▽

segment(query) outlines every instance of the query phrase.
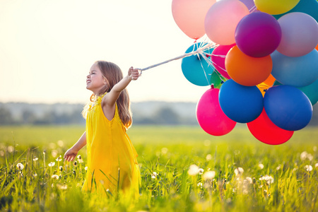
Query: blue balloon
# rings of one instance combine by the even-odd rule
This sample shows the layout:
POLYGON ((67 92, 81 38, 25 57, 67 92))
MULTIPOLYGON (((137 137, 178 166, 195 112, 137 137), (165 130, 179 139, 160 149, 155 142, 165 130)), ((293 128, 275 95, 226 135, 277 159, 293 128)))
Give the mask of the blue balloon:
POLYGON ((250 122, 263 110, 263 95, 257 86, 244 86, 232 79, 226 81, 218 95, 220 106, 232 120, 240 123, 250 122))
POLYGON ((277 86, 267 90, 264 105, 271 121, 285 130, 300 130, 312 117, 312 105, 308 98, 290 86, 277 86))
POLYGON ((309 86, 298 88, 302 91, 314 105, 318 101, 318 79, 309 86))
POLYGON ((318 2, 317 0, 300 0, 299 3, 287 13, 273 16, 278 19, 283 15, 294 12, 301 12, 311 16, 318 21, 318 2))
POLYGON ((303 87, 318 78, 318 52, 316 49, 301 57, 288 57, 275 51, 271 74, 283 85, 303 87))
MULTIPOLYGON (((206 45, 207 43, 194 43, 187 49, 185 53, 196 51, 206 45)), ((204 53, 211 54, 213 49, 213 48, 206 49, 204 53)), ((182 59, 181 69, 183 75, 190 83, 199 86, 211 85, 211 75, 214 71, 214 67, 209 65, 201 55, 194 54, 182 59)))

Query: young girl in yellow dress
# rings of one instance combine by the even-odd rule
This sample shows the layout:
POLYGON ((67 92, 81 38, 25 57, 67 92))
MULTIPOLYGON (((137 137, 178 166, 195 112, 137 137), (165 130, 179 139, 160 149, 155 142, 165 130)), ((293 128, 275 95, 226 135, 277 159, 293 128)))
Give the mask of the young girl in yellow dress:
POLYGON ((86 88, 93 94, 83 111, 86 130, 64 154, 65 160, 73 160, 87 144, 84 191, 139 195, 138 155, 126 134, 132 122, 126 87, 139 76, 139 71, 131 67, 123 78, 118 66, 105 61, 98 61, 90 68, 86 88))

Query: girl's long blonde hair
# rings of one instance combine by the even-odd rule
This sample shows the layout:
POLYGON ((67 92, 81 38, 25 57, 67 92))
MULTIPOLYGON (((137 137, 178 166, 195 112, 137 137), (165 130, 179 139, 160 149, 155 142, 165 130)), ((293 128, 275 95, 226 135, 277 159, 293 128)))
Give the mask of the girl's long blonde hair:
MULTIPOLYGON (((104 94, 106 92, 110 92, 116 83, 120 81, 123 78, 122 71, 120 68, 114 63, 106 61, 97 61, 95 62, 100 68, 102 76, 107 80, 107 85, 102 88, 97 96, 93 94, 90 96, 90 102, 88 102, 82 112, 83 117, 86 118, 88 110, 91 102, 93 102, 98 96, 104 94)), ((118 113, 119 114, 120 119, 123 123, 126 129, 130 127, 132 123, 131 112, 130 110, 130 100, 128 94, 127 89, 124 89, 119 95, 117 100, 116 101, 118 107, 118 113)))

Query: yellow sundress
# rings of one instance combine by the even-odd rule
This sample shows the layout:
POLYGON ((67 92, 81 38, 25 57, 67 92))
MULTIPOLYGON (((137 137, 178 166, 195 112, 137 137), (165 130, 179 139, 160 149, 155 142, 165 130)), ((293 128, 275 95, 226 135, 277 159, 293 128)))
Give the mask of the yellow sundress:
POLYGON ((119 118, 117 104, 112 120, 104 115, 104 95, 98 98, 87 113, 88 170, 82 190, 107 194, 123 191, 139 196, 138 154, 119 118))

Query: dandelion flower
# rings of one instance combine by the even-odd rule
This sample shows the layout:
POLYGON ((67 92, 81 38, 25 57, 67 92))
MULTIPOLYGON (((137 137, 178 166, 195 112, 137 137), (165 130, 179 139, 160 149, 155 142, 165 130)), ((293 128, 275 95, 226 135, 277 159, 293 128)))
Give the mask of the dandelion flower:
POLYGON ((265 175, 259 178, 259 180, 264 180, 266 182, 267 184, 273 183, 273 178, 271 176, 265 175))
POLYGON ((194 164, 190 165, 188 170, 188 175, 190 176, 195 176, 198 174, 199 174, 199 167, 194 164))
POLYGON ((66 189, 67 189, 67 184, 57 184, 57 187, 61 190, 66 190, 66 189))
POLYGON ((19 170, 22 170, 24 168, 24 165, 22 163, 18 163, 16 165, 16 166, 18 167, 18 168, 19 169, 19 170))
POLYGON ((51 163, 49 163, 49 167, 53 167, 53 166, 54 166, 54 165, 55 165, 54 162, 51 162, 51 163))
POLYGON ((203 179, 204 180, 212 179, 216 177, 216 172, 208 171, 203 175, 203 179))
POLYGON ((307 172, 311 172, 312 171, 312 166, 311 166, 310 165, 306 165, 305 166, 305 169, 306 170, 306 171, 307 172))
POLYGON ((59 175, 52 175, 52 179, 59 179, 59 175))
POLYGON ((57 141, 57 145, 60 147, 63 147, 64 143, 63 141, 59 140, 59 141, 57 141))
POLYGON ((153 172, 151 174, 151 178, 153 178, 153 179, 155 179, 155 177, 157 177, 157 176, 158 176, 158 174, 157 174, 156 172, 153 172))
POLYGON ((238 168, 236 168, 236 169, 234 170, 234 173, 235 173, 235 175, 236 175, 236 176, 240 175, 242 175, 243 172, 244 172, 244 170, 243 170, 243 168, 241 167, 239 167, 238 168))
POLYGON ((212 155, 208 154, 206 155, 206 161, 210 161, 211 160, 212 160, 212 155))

△
▽

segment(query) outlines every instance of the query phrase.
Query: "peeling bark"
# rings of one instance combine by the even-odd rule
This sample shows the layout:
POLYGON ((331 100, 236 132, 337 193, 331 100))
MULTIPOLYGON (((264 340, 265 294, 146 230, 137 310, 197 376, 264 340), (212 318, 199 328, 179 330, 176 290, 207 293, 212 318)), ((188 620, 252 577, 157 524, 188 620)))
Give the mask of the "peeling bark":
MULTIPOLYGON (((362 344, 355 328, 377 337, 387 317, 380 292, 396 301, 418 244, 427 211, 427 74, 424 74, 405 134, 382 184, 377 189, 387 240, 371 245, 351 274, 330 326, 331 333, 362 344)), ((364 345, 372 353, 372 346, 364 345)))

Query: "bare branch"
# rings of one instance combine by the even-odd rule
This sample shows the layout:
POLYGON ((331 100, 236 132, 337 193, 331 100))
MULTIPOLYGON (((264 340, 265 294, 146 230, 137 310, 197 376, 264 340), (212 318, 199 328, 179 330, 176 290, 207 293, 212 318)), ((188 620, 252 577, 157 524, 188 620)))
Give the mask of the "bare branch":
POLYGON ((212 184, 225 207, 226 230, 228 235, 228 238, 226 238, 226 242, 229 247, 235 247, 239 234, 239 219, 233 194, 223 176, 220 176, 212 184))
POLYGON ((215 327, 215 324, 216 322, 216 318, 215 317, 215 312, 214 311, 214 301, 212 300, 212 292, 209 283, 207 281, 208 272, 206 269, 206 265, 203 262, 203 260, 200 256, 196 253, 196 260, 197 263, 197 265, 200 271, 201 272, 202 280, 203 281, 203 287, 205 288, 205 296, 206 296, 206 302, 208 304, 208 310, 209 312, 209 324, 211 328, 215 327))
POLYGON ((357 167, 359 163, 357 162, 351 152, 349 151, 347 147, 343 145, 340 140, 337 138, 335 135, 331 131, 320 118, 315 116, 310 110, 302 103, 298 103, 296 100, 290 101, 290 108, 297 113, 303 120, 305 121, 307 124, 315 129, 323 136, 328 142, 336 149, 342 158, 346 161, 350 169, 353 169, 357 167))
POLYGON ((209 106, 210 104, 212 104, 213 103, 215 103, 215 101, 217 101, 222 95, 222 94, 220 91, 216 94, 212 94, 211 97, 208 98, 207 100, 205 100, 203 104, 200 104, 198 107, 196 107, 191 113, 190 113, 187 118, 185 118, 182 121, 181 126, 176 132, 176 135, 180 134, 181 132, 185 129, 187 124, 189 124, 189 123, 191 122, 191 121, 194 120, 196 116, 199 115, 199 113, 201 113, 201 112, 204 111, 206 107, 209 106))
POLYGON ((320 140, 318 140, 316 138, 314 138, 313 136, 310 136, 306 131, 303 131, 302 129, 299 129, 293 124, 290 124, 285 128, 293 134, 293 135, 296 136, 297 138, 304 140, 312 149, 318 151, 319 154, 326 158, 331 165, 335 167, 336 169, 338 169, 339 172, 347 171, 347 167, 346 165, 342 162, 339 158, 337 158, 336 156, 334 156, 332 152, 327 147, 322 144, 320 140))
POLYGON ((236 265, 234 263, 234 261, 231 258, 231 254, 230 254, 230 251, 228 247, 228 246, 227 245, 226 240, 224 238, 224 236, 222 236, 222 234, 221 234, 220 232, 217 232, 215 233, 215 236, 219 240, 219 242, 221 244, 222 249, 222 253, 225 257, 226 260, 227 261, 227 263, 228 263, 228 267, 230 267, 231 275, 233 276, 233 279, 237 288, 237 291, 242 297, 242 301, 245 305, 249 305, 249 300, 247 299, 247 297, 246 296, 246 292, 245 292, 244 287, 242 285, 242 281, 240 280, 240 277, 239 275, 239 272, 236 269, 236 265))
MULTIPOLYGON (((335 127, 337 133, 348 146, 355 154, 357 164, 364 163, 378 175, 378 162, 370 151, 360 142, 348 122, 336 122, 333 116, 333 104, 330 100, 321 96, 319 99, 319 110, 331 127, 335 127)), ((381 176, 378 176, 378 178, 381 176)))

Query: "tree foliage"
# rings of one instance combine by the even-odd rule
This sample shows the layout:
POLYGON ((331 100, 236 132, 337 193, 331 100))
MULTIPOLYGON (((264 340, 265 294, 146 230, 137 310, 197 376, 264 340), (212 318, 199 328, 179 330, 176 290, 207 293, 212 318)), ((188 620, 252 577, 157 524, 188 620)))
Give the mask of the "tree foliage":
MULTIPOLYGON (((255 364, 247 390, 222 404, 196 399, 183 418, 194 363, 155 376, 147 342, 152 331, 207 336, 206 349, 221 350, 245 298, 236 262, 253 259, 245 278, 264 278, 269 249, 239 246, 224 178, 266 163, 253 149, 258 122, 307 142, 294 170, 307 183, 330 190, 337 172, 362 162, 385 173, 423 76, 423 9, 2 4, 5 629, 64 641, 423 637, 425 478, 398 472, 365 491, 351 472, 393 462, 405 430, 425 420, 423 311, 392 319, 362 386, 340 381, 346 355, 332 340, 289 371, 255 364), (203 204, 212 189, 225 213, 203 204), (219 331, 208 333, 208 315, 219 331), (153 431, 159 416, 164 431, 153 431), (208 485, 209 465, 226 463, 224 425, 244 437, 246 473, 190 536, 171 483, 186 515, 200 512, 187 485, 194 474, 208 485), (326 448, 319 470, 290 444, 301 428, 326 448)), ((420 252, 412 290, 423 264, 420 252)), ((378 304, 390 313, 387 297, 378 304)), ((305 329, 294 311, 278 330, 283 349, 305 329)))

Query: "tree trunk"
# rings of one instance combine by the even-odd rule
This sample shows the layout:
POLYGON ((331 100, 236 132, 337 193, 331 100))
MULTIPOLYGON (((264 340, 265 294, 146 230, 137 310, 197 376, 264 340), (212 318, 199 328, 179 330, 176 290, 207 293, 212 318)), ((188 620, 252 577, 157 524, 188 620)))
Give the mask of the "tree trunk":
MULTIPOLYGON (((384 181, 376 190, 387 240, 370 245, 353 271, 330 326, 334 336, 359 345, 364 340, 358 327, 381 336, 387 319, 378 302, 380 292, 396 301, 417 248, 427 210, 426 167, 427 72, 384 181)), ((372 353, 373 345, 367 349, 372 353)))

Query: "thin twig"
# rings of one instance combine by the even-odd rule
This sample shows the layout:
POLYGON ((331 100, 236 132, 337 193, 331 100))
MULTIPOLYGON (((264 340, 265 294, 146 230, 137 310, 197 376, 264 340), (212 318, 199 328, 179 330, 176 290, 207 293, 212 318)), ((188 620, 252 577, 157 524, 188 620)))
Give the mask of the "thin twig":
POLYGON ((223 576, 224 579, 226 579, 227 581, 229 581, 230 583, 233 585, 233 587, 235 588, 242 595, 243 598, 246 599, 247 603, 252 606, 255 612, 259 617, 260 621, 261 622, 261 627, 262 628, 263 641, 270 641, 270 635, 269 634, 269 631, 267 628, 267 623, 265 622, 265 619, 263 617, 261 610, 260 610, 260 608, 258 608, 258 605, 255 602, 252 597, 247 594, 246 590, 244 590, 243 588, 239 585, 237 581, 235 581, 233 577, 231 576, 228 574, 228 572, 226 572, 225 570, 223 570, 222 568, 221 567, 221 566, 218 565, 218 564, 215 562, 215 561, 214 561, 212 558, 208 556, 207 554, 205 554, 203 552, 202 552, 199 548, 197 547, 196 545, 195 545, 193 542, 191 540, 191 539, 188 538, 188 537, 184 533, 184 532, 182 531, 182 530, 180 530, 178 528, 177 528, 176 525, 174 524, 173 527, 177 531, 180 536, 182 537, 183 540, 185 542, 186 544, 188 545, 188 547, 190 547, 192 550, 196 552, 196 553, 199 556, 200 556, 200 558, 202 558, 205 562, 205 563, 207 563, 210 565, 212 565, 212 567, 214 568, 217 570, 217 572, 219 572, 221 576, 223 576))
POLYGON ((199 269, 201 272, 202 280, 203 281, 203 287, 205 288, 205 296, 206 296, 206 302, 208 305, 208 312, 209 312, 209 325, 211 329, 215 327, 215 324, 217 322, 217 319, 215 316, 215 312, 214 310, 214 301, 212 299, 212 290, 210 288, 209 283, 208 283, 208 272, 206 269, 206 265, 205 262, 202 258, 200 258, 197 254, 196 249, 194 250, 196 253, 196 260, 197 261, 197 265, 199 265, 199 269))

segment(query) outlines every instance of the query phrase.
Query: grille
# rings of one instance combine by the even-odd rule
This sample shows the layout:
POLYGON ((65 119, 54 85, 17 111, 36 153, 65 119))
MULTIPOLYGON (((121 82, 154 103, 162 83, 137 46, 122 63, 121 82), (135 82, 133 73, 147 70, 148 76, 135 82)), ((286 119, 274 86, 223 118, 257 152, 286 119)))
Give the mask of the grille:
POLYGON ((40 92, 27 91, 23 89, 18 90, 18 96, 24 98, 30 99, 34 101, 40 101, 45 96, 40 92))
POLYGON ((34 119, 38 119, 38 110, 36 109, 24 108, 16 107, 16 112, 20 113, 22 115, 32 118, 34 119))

△
▽

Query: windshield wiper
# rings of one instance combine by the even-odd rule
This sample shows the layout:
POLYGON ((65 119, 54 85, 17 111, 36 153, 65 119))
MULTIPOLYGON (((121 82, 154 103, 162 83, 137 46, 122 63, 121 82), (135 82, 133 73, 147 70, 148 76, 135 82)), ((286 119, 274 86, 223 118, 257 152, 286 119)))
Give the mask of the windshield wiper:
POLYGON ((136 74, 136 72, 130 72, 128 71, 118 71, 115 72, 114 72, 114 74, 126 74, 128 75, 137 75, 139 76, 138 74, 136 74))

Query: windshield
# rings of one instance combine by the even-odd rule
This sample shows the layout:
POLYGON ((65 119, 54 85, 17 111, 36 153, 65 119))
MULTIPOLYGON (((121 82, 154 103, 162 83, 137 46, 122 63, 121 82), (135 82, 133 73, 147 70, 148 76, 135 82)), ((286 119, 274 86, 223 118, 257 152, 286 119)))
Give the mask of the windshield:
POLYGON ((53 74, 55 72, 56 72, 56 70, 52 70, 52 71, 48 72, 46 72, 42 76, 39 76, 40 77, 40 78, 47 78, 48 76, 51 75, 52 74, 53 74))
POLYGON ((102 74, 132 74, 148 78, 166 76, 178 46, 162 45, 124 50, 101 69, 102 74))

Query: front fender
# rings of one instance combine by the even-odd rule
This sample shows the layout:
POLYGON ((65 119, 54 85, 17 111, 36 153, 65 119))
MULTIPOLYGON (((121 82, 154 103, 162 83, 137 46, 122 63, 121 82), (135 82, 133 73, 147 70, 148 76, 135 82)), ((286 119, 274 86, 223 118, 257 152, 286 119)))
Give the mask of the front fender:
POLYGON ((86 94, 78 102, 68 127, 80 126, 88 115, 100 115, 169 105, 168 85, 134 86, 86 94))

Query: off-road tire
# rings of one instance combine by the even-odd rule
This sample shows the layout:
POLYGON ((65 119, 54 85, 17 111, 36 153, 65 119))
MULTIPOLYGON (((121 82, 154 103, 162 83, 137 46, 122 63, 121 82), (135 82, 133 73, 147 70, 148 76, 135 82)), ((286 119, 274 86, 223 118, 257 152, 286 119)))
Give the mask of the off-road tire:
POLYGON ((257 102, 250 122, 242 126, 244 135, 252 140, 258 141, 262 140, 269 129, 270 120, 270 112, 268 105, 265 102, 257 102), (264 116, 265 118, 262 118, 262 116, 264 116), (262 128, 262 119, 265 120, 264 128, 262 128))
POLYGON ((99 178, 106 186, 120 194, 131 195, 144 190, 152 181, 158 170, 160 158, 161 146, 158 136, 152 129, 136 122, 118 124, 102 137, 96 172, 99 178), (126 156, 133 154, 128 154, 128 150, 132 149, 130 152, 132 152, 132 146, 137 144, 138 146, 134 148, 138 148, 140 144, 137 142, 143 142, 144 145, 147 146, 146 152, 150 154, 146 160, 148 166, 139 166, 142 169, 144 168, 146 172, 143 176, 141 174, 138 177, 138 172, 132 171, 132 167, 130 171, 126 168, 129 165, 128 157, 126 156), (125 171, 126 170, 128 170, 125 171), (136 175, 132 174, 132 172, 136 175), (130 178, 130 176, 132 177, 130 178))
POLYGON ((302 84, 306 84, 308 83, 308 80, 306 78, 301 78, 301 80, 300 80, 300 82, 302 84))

△

**WHAT IS ASKED:** Pick out every line of the data above that contains the word "fender", and copy each one.

**WORKED SOLUTION:**
Query: front fender
Give the mask of the front fender:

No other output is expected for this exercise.